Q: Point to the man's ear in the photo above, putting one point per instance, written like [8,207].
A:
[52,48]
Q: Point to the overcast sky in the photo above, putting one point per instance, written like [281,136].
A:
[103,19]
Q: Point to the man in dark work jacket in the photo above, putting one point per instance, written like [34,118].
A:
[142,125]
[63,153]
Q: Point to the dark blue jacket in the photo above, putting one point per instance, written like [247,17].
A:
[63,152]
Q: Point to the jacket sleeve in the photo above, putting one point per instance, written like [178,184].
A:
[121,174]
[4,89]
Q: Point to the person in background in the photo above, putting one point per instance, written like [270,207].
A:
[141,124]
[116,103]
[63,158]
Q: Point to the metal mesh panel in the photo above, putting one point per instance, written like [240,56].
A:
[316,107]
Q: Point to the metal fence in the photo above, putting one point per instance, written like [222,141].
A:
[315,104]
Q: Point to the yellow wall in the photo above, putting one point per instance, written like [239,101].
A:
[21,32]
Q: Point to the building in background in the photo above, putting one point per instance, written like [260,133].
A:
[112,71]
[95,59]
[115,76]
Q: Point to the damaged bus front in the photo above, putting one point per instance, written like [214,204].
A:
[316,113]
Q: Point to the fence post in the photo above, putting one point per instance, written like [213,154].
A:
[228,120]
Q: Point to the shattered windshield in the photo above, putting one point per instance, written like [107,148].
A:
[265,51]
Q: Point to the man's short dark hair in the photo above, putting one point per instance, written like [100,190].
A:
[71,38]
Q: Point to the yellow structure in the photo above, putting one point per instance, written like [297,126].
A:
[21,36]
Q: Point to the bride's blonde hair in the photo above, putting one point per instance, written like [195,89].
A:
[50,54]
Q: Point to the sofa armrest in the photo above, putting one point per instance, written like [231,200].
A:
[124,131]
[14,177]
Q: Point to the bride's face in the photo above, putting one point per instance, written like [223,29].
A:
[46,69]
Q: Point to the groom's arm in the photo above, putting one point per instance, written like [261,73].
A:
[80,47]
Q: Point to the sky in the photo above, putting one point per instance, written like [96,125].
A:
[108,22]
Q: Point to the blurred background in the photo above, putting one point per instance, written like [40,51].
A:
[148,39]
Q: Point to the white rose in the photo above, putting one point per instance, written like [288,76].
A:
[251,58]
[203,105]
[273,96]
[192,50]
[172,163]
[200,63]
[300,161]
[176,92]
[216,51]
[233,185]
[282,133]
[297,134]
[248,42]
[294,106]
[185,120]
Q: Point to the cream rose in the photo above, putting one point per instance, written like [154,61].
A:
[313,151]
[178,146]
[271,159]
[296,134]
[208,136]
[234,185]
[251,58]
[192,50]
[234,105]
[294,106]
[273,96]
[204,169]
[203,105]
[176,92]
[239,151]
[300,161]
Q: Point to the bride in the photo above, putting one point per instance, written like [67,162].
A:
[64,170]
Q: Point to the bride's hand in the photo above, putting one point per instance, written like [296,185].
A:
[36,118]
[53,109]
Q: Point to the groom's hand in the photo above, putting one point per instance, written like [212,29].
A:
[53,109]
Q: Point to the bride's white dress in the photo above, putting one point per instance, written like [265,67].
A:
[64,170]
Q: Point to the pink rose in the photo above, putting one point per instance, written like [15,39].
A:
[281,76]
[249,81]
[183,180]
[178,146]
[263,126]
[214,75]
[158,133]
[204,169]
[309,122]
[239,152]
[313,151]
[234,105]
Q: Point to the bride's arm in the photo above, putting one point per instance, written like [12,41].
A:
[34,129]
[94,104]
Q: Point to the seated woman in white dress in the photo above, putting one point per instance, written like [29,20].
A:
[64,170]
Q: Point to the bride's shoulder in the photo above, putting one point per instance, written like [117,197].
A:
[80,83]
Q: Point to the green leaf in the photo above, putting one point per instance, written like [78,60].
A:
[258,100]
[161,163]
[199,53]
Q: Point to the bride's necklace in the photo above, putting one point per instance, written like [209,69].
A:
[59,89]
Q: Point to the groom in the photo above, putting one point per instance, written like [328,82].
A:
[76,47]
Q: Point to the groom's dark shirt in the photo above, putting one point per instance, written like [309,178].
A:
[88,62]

++++++++++

Your answer should be all lines from the data that contain "bride".

Q: Point to the bride's blonde hair in the photo above, putting one point per instance, written like [195,89].
Q: Point to the bride's face in the photo above, putting one point per instance, written like [223,29].
Q: Point to the bride in the photo above, putting one point per instance, written like [67,162].
Q: Point to the bride's hand in the photo above, putting one point per instance, written like [296,185].
Q: Point to the bride's white dress in the photo above, putting one point per instance, written like [265,67].
Q: Point to the bride's arm in the photo above, putting one point per instance, written like [12,41].
Q: Point to the bride's shoulder in the photo above, putting one point per instance, written like [117,197].
Q: Point to the bride's necklace in the photo above, putting one point per instance, written like [209,69].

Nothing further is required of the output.